_EXERCISE OBJECTIVE:_ Print the entries verbatim, leaving out the images they contain.

_SOURCE RECORDS:_
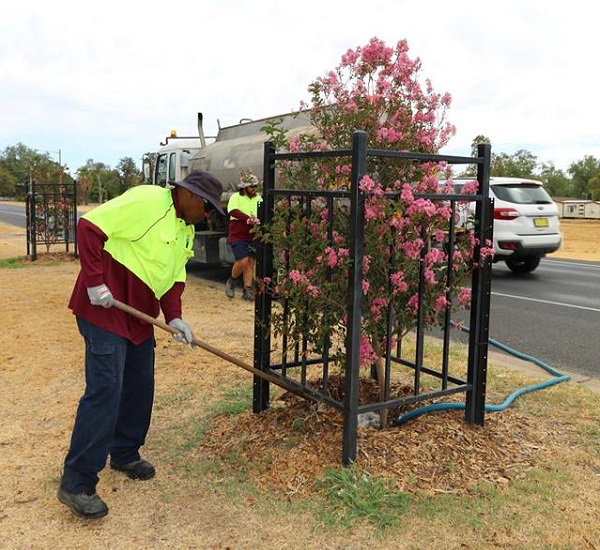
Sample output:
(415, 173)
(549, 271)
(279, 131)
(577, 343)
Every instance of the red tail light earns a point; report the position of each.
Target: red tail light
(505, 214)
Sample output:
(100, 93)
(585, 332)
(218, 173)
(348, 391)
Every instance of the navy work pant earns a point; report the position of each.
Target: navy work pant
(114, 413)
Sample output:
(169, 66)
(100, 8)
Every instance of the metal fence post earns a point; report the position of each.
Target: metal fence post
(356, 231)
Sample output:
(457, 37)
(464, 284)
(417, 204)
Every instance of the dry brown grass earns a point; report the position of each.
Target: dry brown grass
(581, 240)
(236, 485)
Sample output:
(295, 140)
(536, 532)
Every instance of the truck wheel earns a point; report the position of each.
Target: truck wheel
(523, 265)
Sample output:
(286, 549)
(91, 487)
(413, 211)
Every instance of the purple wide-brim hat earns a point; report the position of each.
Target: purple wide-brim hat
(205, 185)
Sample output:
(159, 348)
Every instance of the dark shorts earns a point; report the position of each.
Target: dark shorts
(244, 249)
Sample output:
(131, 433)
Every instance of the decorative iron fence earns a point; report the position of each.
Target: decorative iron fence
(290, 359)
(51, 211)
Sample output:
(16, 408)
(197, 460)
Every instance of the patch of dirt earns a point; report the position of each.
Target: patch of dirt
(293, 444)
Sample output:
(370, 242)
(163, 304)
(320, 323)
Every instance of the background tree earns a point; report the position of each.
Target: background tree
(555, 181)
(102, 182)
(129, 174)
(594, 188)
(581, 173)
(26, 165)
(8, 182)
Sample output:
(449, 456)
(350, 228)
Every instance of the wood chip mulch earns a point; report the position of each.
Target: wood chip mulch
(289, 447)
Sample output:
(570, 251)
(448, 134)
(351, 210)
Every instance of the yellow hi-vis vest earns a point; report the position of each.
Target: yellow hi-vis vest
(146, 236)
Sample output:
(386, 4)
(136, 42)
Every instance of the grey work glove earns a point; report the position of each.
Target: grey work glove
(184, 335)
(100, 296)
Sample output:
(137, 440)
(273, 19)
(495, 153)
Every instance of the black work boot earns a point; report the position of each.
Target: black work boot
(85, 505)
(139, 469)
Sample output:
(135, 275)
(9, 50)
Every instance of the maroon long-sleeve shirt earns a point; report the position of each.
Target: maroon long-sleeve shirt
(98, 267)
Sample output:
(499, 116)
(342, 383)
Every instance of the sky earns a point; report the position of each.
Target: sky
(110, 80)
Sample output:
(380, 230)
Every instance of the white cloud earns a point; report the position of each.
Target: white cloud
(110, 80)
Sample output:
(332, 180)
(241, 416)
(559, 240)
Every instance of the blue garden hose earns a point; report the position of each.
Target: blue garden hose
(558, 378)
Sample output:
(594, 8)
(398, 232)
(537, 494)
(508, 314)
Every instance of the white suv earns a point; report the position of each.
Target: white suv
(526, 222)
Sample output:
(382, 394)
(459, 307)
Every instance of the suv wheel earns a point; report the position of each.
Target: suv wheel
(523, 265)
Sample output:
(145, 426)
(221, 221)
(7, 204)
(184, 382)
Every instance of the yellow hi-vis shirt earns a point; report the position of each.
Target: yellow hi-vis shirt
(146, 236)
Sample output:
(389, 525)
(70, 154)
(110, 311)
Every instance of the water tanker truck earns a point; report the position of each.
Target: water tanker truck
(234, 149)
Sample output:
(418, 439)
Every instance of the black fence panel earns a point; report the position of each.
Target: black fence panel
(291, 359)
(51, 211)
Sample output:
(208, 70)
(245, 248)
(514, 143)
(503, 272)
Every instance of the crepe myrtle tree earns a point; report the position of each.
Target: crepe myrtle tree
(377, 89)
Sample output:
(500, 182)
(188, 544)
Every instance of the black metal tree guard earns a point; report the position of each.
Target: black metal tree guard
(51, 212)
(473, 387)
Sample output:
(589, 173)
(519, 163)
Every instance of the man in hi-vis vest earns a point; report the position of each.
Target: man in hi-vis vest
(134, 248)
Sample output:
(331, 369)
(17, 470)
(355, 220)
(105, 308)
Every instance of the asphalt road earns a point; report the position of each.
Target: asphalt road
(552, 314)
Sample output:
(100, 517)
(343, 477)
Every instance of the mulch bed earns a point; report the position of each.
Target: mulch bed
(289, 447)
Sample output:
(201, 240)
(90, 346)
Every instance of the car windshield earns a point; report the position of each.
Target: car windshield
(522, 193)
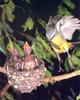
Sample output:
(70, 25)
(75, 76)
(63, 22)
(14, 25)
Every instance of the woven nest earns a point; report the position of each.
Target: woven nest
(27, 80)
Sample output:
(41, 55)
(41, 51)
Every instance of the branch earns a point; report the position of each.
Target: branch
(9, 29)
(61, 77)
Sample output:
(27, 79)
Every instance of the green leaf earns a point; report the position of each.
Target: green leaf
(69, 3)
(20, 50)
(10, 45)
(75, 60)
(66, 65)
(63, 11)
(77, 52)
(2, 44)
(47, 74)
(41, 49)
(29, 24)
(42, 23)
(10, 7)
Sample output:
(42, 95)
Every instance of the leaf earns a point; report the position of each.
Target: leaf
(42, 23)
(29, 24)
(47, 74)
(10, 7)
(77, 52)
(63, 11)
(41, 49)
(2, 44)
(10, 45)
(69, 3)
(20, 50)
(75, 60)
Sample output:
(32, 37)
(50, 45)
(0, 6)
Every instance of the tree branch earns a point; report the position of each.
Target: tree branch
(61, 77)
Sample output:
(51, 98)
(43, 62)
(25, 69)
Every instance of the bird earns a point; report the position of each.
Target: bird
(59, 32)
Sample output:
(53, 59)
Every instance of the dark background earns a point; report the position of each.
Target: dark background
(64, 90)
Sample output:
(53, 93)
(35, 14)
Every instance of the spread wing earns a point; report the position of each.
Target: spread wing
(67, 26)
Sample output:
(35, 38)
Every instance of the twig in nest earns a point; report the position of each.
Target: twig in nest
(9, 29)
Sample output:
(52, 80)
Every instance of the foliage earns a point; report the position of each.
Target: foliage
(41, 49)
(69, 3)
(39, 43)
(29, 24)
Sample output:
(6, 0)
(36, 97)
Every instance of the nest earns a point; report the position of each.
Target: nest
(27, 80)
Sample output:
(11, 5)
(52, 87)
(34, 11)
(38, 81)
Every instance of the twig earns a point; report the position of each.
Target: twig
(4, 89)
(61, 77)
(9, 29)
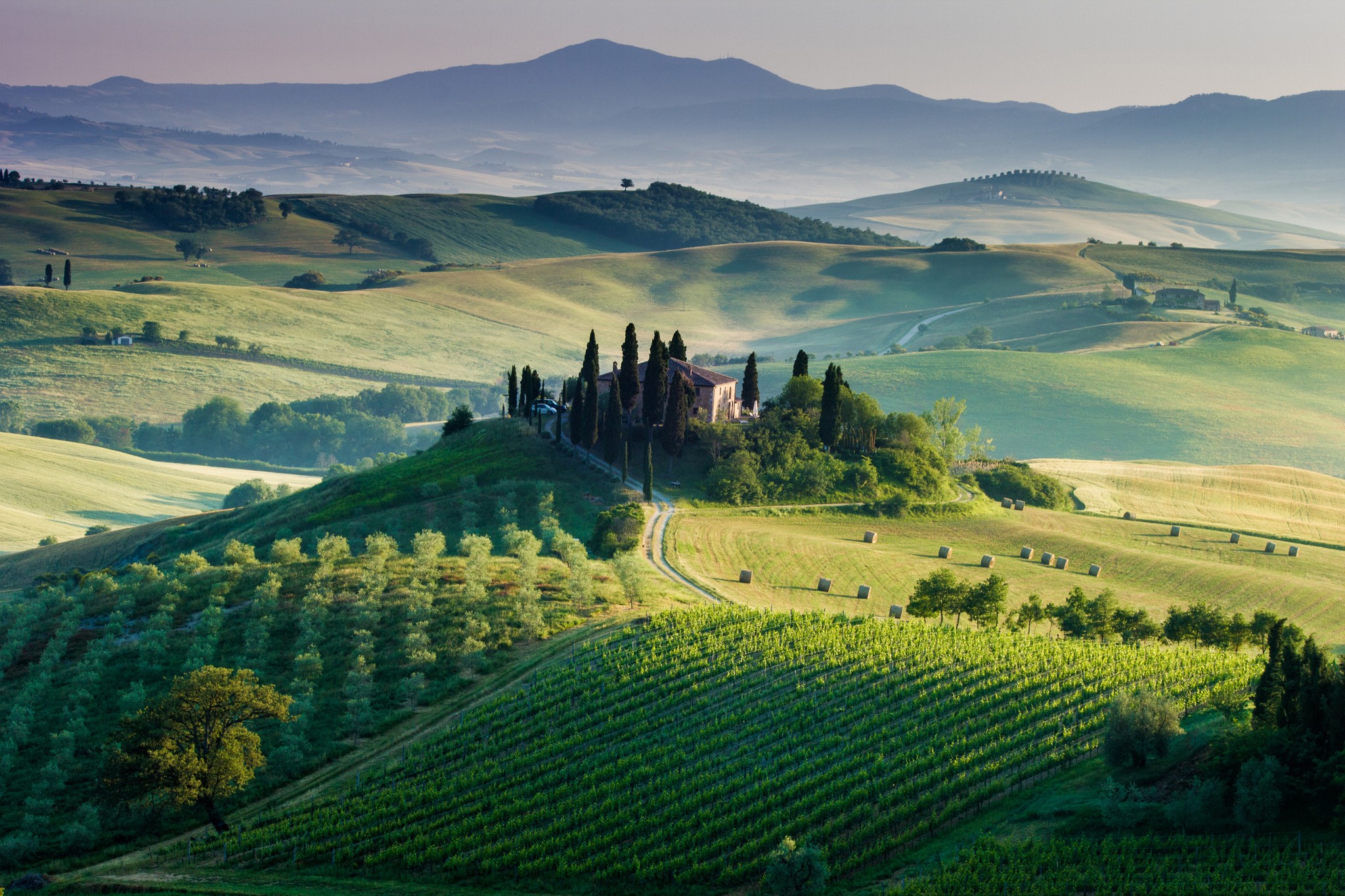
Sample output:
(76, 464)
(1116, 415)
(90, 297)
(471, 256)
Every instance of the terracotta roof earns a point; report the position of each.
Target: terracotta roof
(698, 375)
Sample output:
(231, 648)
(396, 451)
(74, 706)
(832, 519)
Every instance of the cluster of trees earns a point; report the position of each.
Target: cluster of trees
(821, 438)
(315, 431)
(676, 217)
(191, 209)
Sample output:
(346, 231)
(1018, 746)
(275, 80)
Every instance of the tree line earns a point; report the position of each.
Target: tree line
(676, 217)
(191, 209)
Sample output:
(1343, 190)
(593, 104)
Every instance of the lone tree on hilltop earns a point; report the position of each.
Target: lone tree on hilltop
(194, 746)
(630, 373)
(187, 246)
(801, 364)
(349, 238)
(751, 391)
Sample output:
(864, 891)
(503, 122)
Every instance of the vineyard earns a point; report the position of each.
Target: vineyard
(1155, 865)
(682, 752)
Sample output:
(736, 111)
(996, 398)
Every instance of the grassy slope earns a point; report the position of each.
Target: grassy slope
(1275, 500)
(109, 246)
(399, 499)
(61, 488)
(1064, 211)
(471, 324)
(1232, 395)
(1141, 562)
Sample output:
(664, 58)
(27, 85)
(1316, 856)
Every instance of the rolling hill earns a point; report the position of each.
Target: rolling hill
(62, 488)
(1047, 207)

_SOLUTION FOR THIS TASK:_
Sample output:
(415, 173)
(549, 271)
(279, 131)
(577, 343)
Every instance of the red tail light earns a point; report the position of each.
Target: red tail light
(505, 214)
Sample output:
(100, 93)
(585, 332)
(218, 173)
(348, 391)
Every instance of the navy work pant earns a point; report the position of each.
Target: navy work pant
(114, 413)
Sample output:
(169, 66)
(100, 8)
Every instance of the metal fence post earns a point; report the position of each.
Target: metal fence post
(356, 231)
Sample output:
(457, 37)
(464, 284)
(417, 204)
Every instance of the dry brown grass earns a point; report the position of each.
Target: dry brown grass
(581, 240)
(236, 485)
Sample output:
(295, 140)
(536, 532)
Every instance of the truck wheel earns a point; report the position of each.
Target: truck wheel
(523, 265)
Sample output:
(286, 549)
(91, 487)
(413, 211)
Every instance of the purple wide-brim hat earns a point; report the position of each.
Target: purple wide-brim hat
(205, 185)
Sample output:
(159, 348)
Every instance of the dark shorts earns a point; report the position of each.
Target: dark shorts
(244, 249)
Sample output:
(131, 433)
Every instance of the decorative iron fence earns a point; report the position of each.
Target: decorative iron fence
(290, 359)
(51, 211)
Sample output:
(16, 408)
(197, 460)
Every instance of the patch of dirt earns a point; report the position of each.
Target: patch of dirt
(293, 444)
Sample output:
(370, 242)
(163, 304)
(320, 323)
Every instance of the background tree earns a point; report the position of each.
Target: background tree
(555, 181)
(102, 182)
(129, 174)
(594, 188)
(581, 173)
(26, 165)
(8, 182)
Sample output:
(449, 456)
(350, 228)
Every instance of the wood chip mulch earns a point; report the position of each.
Target: wood chip mulch
(289, 447)
Sample output:
(570, 251)
(448, 134)
(351, 210)
Every instance of the yellow hi-vis vest earns a point; report the position of each.
Target: yellow hi-vis vest
(146, 236)
Sample output:
(386, 4)
(136, 42)
Every instance of the grey work glove earns a point; report the position of each.
Target: grey work glove
(184, 335)
(100, 296)
Sample output:
(137, 440)
(273, 19)
(495, 153)
Every instance of the black work boot earns a point; report the position of each.
Target: black work boot
(85, 505)
(139, 469)
Sample output:
(135, 275)
(9, 50)
Every instance of the maroon long-sleeve shirt earns a point; report the position of each.
Target: maroon long-sleeve shirt
(98, 267)
Sample output:
(499, 116)
(342, 383)
Every instance of the sky earns a point; report the position of each.
Target: sky
(110, 80)
Sample output:
(380, 230)
Every instance of the white cloud earns a point; report the position of each.
Target: white cloud
(110, 80)
Sample output:
(332, 180)
(241, 416)
(559, 240)
Every instance of the blue garden hose earns a point; report the position of each.
Target: blue garden hose
(558, 378)
Sample output:
(594, 8)
(398, 232)
(537, 494)
(508, 314)
Every instance of the white suv earns a point; report the position of each.
Target: white suv
(526, 222)
Sample output:
(382, 394)
(459, 307)
Every instance of the suv wheel earns a point; report the position of each.
Target: suv wheel
(523, 265)
Sample output:
(145, 426)
(221, 221)
(7, 204)
(184, 382)
Every instance of the yellow hi-vis shirt earns a point; report the position of each.
Target: yellow hi-vis shirt
(146, 236)
Sample output:
(389, 525)
(70, 154)
(110, 311)
Every instance of the water tanker truck earns a point; report the position of each.
Target: water tanker truck
(234, 149)
Sample output:
(418, 439)
Every instance of the black fence panel earns a point; report the position of each.
Target: black fence panel
(291, 359)
(51, 211)
Sample output:
(208, 70)
(245, 248)
(514, 143)
(503, 272)
Every instance of the crepe myrtle tree earns a point; report the position of each.
Target: crepe myrtle tree
(377, 89)
Sample output:
(500, 182)
(188, 544)
Every instance of the black metal tree guard earns a point; report the position of each.
Target: black metal tree guard
(51, 212)
(473, 387)
Sample output:
(589, 173)
(519, 163)
Every instance of the man in hi-vis vest earns a point; report the position of each.
Target: man in hi-vis vest
(134, 248)
Sample output:
(331, 369)
(17, 470)
(355, 220)
(105, 308)
Every instance of the asphalt road earns a point; report the position of each.
Target: asphalt road
(552, 314)
Sample output:
(100, 517)
(343, 477)
Every instance of the mulch bed earns a point; report the position of each.
Target: mulch bed
(289, 447)
Sample output:
(201, 240)
(90, 346)
Every instance of the car windshield earns a point; report the position of each.
Target: car windshield
(522, 193)
Sample output:
(70, 25)
(75, 76)
(63, 22)
(14, 25)
Every instance of the woven nest earns a point; report the position of each.
Target: woven nest
(27, 80)
Sample output:
(41, 55)
(41, 51)
Every instance of the branch earns a point; report the position of each.
Target: branch
(9, 29)
(61, 77)
Sample output:
(27, 79)
Every instance of the green leaf earns a point; report the position of each.
Target: green leaf
(69, 3)
(20, 50)
(10, 45)
(75, 60)
(66, 65)
(63, 11)
(77, 52)
(2, 44)
(47, 74)
(41, 49)
(29, 24)
(42, 23)
(10, 7)
Sample output:
(42, 95)
Every instance of the leaf earns a point; report the position of each.
Target: leaf
(42, 23)
(29, 24)
(47, 74)
(10, 7)
(77, 52)
(63, 11)
(41, 49)
(2, 44)
(10, 45)
(69, 3)
(20, 50)
(75, 60)
Sample output:
(32, 37)
(50, 45)
(0, 6)
Every instance of the tree branch earns a point; report the position of each.
Target: tree branch
(61, 77)
Sample output:
(51, 98)
(43, 62)
(25, 69)
Every instance of the bird earns a point; report the position of each.
Target: bird
(59, 32)
Sample output:
(53, 59)
Every instance of the dark background earns a point; report the position of each.
Target: dark background
(64, 90)
Sample output:
(53, 93)
(35, 14)
Every instance of the spread wing earns a point; report the position of each.
Target: spread wing
(67, 26)
Sample output:
(35, 38)
Every instance of the twig in nest earns a point; report the position of each.
Target: twig in nest
(9, 29)
Sample output:
(52, 80)
Every instance of the foliage earns a point; report the position of each.
Target: foliage
(41, 49)
(69, 3)
(39, 43)
(29, 24)
Sample output:
(6, 0)
(36, 97)
Every instance of the nest earns a point; report the position of each.
Target: nest
(27, 80)
Sample output:
(11, 5)
(52, 87)
(34, 11)
(38, 81)
Every instance of the twig earns a point; report the position of each.
Target: twig
(4, 89)
(61, 77)
(9, 29)
Sample output:
(76, 464)
(1116, 415)
(90, 297)
(471, 256)
Every instance of the terracotta roof earns a point; report the position of each.
Target: terracotta roof
(698, 375)
Sample output:
(231, 648)
(396, 451)
(74, 706)
(832, 519)
Every instance of the cluster of trees earns a point; report the position of each.
Target: cluster of trees
(821, 438)
(315, 431)
(676, 217)
(191, 209)
Sample output:
(346, 231)
(1018, 746)
(275, 80)
Every instance of the tree line earns a point; report the position of each.
Target: tree line
(676, 217)
(191, 209)
Sample output:
(1343, 190)
(593, 104)
Every instance of the lone tree on hilltop earns a point; report the position of each.
Target: lone tree on hilltop
(194, 746)
(630, 373)
(187, 246)
(801, 364)
(349, 238)
(751, 391)
Sample output:
(864, 891)
(503, 122)
Every instance of the vineyard earns a point; report the position of each.
Target: vineyard
(1155, 865)
(682, 752)
Sample output:
(736, 111)
(996, 398)
Every instance of the grassy slope earns a point; report the position of each.
Target: grassy slope
(1275, 500)
(109, 246)
(399, 499)
(61, 488)
(1064, 211)
(471, 324)
(1232, 395)
(1141, 562)
Sample output:
(664, 58)
(27, 85)
(1316, 856)
Every instance of the rolling hill earns a point; report the position of each.
Target: rolling hill
(62, 488)
(1047, 207)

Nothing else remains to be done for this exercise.